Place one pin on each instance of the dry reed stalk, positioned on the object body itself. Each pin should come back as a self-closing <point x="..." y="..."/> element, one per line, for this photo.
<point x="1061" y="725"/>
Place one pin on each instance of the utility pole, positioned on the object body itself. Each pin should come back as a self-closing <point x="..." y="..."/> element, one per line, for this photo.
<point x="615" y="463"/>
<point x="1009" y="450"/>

· · · · ·

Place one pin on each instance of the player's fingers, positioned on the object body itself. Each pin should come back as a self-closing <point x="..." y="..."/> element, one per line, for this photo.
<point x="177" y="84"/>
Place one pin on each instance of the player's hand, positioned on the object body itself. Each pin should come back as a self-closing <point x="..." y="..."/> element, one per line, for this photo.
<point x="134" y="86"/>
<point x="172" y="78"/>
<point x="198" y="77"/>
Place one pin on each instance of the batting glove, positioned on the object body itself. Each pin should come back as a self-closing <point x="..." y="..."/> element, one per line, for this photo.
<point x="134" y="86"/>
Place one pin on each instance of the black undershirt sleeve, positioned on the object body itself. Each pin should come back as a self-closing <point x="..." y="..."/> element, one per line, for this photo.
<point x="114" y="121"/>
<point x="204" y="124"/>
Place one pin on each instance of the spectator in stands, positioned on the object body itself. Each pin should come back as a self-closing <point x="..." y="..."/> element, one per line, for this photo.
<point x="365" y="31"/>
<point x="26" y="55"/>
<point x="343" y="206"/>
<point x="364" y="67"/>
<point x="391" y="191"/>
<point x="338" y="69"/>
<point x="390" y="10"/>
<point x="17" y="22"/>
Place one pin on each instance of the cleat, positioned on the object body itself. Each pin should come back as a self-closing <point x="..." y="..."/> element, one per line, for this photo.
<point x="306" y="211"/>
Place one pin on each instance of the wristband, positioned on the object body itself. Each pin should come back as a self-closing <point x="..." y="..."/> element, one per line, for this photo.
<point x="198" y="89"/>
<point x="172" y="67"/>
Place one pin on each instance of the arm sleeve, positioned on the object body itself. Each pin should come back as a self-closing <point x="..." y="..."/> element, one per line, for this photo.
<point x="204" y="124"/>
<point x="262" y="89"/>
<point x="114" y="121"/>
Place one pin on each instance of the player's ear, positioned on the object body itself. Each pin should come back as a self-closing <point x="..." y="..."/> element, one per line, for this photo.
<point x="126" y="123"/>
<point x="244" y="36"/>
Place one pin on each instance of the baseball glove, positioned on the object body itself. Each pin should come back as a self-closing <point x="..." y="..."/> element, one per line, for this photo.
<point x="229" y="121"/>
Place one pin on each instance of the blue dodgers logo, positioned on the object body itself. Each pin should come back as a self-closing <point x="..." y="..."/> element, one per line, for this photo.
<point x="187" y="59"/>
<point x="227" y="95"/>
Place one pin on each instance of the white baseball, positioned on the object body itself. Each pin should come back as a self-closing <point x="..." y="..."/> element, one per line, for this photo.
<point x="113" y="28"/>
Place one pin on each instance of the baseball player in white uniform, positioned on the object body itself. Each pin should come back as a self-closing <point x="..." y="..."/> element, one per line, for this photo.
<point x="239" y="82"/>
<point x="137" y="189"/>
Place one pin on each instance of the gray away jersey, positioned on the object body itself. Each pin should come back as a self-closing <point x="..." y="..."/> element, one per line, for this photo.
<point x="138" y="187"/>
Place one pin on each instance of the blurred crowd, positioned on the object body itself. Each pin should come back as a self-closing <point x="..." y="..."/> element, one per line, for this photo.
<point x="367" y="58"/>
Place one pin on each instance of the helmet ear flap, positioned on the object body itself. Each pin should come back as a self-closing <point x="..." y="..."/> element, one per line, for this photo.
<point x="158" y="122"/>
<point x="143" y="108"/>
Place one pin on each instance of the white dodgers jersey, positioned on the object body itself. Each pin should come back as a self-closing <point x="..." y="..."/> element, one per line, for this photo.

· · · · ·

### AIM OF THE EXERCISE
Please arrange the material above as a numbered list, leaving out blank lines, starting at the line that contains "Place one pin on each instance of the blurred" and stopping after the line that contains "Place one pin on each instance of the white dodgers".

### EXERCISE SOLUTION
1. Place one pin on each instance of the blurred crowd, positioned on the object body itself. Each pin should come back as a self-closing <point x="..." y="..."/> element, one per line, for this photo.
2. <point x="367" y="58"/>
3. Place one pin on each instance of the helmet ear flap, positioned on the object body itself. Each pin should come back as a self-closing <point x="..." y="..."/> element, one per line, for this photo.
4. <point x="158" y="122"/>
5. <point x="143" y="108"/>
6. Place one pin on each instance of the white dodgers jersey, positioned on the object body itself. Each pin should come back as a self-closing <point x="..." y="..."/> element, one per line, for this photo.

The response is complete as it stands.